- _EXERCISE REQUIREMENTS_:
• a. Answer the following from the post, one line each.
(i) What does L stand for?
(ii) What kind of sequences has the method generated so far?
(iii) Which concern does the writer consider less important than whether the sequence exists?
• b. According to the post, what would follow if the method always generated only finite sequences? Answer in one to three sentences.
• c. Write out the post from "see original I" up to and including "I can't tell.".

- _PASSAGE_:
# # # #
Date: Thu Mar 11 07:53:49 CET 2010

see original I didn't follow what the note meant either. That sequence can't be continued, right; and increasing L (the lookahead) can apparently raise the maximum of 1-1 terms 1..top reached. I'm less worried about its being lexicographically least than existing. The method so far however generates only finite sequences. Is that always true (so there is no 1-1 sequence with the difference property at all) or will some patterns emerge, like 166 56 167 55 168 54 169 53 170 52 171 51 172 50 173 49 174 48 175 47 176 46 177 45 178, that can be strung together to fill in gaps with some transitional terms. The failure that seems most likely is that the stable beginning of the sequence, as L is increased, is strictly increasing, with that hole-filling postponed without limit. I might be saying the same thing but I can't tell.
# # # #
- _GIVEN INFORMATION_:

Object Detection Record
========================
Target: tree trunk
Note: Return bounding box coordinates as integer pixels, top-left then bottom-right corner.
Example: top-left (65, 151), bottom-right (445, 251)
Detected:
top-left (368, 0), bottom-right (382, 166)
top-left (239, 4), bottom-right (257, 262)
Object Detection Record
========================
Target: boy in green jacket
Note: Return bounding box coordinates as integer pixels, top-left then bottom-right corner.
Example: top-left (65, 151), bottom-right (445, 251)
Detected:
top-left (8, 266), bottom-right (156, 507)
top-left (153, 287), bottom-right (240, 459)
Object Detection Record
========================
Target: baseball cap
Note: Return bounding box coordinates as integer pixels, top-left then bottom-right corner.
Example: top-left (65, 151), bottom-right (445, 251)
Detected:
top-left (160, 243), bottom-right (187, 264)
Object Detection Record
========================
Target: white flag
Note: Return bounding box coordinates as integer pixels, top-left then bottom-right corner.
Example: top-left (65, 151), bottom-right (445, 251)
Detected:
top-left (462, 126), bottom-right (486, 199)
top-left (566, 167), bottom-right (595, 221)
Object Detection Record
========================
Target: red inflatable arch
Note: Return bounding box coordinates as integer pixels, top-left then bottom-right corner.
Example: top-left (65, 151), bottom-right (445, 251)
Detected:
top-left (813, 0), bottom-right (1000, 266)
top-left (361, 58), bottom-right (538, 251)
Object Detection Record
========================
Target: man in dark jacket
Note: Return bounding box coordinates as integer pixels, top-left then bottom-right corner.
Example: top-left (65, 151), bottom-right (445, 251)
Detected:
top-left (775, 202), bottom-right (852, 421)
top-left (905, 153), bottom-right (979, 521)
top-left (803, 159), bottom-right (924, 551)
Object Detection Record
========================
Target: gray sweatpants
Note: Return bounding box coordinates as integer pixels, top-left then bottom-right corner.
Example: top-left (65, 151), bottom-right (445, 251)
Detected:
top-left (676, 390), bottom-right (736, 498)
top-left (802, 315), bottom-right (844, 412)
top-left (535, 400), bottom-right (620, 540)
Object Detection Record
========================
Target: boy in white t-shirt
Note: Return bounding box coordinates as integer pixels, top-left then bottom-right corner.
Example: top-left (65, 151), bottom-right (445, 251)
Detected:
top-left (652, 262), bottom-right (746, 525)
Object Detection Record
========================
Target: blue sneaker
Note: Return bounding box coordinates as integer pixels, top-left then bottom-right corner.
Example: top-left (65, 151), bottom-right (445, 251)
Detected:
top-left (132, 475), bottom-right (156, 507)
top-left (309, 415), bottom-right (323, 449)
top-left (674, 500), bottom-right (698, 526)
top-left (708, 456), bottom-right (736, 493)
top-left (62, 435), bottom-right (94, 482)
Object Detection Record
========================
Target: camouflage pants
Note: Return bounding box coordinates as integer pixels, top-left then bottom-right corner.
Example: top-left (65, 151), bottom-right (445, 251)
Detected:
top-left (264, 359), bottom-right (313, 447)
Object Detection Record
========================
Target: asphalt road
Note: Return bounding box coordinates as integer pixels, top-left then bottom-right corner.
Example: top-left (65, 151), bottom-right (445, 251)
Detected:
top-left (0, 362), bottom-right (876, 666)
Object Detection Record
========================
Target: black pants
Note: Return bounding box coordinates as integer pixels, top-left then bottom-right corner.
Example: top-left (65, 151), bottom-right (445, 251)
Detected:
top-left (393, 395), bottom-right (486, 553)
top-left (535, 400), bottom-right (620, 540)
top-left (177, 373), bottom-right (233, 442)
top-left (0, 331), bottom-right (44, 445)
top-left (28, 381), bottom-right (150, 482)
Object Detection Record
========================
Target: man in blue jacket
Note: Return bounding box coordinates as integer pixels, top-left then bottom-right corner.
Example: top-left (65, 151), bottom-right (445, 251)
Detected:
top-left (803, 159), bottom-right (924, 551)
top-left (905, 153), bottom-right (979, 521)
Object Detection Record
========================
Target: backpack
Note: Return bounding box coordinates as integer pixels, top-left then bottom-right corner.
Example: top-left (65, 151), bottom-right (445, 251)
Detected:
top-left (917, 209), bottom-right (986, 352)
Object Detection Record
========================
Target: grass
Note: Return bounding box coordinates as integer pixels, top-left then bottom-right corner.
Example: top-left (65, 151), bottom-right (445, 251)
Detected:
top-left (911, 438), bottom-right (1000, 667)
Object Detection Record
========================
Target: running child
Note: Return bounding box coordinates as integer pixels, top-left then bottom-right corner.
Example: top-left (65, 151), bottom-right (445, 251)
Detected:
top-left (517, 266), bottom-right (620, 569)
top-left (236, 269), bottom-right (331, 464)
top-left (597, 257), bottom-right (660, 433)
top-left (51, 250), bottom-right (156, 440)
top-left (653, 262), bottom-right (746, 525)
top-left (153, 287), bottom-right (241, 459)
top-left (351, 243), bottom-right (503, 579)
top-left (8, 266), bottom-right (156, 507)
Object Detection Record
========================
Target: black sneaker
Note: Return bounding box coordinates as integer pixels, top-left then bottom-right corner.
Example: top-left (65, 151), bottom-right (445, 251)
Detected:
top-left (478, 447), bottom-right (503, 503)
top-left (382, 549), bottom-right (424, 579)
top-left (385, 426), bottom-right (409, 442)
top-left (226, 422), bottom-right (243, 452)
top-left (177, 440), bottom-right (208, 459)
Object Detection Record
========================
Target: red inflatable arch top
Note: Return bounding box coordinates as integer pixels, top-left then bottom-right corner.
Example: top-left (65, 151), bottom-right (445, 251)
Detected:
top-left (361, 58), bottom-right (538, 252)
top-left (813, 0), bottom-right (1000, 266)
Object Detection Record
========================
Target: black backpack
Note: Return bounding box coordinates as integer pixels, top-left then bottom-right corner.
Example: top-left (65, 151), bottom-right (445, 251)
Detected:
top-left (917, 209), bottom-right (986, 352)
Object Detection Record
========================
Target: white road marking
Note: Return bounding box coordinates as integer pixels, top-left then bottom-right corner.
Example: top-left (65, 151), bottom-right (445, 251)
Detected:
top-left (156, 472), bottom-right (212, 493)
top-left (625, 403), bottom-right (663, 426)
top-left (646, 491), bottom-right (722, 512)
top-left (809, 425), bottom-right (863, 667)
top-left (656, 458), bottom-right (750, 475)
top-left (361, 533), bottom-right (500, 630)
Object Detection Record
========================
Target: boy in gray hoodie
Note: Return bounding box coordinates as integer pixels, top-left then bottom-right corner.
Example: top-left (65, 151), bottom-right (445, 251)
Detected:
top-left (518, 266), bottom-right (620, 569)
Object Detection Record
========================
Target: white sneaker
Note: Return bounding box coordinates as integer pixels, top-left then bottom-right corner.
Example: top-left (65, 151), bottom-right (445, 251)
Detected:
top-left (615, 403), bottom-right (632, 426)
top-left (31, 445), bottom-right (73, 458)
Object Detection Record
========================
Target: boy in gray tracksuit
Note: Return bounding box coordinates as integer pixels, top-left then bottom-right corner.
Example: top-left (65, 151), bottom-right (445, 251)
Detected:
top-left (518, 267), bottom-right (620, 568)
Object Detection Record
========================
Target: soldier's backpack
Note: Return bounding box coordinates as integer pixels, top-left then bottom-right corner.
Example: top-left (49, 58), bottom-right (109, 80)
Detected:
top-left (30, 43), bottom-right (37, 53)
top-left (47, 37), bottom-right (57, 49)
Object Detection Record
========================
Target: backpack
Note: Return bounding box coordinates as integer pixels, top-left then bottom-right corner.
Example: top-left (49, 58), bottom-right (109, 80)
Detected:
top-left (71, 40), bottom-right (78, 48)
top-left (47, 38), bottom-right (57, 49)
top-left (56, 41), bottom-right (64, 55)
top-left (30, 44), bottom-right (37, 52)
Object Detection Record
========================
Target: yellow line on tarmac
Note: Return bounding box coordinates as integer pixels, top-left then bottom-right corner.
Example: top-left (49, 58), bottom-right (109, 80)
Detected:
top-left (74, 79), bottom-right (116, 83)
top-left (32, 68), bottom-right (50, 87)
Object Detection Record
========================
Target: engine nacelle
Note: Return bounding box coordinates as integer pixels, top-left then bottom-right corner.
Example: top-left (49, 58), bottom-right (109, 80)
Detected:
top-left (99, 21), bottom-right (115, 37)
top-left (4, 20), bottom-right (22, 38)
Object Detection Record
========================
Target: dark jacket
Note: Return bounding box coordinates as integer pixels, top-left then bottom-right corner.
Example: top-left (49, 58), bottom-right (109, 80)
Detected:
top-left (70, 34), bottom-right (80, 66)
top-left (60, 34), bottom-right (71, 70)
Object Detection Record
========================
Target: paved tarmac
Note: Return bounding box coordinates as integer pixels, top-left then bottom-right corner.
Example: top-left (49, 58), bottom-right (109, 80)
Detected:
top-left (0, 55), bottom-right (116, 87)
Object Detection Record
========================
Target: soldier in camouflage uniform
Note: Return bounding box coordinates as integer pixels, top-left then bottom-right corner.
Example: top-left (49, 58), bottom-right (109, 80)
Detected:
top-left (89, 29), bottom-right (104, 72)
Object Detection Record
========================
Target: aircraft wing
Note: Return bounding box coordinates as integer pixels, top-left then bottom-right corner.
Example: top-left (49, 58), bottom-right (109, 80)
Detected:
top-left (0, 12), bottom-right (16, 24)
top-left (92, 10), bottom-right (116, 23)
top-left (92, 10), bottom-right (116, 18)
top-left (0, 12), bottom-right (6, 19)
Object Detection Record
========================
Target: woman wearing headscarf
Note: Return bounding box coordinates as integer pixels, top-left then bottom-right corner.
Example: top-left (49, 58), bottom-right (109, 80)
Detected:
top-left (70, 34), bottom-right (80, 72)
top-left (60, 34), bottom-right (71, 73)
# # # #
- _EXPECTED RESPONSES_:
• a.
(i) The lookahead.
(ii) Only finite sequences.
(iii) Whether the sequence is lexicographically least.

• b. If the method always generated only finite sequences, there would be no 1-1 sequence with the difference property at all.

• c.
see original I didn't follow what the note meant either. That sequence can't be continued, right; and increasing L (the lookahead) can apparently raise the maximum of 1-1 terms 1..top reached. I'm less worried about its being lexicographically least than existing. The method so far however generates only finite sequences. Is that always true (so there is no 1-1 sequence with the difference property at all) or will some patterns emerge, like 166 56 167 55 168 54 169 53 170 52 171 51 172 50 173 49 174 48 175 47 176 46 177 45 178, that can be strung together to fill in gaps with some transitional terms. The failure that seems most likely is that the stable beginning of the sequence, as L is increased, is strictly increasing, with that hole-filling postponed without limit. I might be saying the same thing but I can't tell.